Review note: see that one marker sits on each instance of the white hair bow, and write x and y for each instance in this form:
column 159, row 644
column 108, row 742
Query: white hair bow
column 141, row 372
--
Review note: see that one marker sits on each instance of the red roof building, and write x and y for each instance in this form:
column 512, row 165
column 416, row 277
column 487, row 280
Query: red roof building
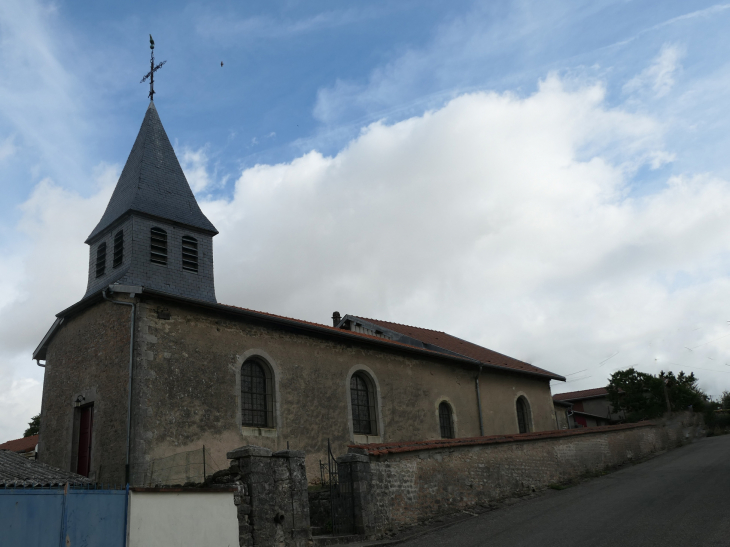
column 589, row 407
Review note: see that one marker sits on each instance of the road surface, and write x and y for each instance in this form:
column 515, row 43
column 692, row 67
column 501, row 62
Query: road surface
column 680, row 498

**Problem to solve:** Based on the entries above, give the number of lines with the string "instance" and no further text.

**Response area:** 3